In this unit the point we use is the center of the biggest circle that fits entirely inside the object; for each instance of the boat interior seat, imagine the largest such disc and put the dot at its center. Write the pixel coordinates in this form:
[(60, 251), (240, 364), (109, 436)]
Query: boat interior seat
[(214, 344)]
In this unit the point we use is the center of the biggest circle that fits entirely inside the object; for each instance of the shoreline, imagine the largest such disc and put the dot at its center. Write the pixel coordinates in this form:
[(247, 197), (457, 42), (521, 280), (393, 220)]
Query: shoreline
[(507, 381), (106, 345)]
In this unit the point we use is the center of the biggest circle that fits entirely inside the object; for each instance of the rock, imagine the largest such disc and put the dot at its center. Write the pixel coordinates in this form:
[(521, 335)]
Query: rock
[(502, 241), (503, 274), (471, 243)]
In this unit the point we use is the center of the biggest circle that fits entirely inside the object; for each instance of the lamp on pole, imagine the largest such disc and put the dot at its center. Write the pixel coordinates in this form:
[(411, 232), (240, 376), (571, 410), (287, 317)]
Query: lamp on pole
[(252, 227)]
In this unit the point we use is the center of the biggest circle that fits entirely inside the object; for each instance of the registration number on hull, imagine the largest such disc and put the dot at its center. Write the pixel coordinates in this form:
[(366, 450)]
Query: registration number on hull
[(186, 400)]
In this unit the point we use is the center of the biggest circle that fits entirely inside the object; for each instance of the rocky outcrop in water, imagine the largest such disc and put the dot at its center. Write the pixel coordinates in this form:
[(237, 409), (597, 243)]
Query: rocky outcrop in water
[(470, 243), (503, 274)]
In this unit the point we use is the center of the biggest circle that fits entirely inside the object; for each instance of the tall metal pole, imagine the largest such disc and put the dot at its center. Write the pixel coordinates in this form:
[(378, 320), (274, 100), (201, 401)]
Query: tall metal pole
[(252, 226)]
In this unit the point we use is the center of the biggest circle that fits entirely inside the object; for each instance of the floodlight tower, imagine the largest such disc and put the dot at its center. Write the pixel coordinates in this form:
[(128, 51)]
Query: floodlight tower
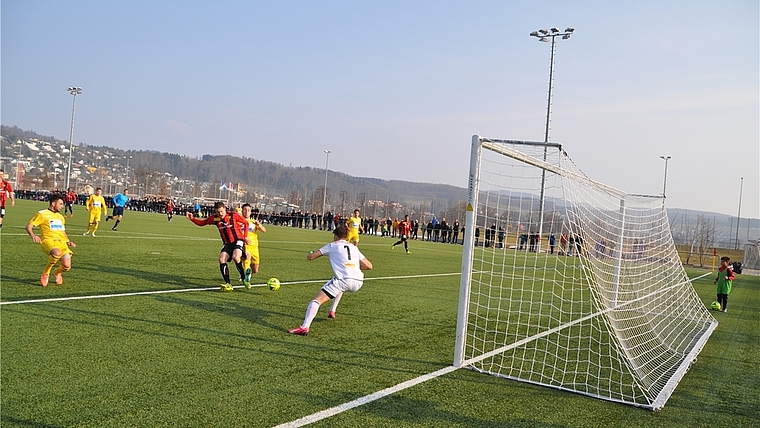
[(73, 90), (324, 196), (665, 181), (545, 35)]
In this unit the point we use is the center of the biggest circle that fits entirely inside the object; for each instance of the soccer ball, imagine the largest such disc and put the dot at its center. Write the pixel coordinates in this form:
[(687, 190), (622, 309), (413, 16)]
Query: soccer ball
[(274, 284)]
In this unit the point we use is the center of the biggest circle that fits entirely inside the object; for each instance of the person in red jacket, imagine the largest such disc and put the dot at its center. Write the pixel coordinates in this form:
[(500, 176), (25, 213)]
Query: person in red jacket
[(234, 233), (6, 191), (404, 228), (69, 200)]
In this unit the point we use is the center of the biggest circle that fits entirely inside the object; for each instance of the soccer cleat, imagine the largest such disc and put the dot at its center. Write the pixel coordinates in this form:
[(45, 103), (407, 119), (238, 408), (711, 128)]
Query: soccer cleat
[(301, 331)]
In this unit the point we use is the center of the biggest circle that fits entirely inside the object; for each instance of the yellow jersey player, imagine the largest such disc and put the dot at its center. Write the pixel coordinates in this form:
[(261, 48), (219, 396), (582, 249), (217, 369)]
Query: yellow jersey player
[(96, 205), (251, 262), (354, 225), (53, 241)]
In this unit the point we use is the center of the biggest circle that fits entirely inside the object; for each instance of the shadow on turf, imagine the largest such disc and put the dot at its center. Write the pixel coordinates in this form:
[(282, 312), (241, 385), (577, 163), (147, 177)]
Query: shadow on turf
[(149, 277), (25, 423), (309, 350)]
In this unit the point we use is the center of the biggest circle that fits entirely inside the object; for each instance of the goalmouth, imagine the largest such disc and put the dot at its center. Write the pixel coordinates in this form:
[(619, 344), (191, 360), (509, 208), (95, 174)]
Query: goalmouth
[(570, 283)]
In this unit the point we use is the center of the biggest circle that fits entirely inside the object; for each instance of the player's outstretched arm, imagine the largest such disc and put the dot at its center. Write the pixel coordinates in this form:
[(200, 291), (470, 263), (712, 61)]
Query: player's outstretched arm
[(30, 231)]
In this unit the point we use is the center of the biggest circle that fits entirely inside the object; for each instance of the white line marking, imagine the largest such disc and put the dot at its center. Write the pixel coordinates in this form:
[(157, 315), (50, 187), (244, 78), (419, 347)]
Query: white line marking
[(183, 290), (314, 417)]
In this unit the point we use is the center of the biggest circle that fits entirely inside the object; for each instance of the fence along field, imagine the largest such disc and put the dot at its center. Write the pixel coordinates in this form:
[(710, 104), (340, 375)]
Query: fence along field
[(206, 358)]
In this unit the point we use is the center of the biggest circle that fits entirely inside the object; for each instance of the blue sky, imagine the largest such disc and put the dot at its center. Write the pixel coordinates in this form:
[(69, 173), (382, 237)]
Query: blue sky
[(396, 89)]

———

Every line from the one containing "of the fence" through the end of the data must be repeated exactly, and no other line.

▸ Expected answer:
In this unit the point we use is the center of the biggest circle that fits entirely inside the object; for each instance of the fence along field, imagine the largest such disc and put the dot at its center. Write the pixel coordinates in this form:
[(710, 104), (340, 375)]
Query: fence along field
[(206, 358)]
In this unit the point we use is the center of the biggest circle that fits entirely inside the object; for each instance of the blue sky, imagine the largest such disc and put the dot at its center. Write the pixel coordinates in this form:
[(69, 173), (382, 237)]
Query: blue sky
[(396, 89)]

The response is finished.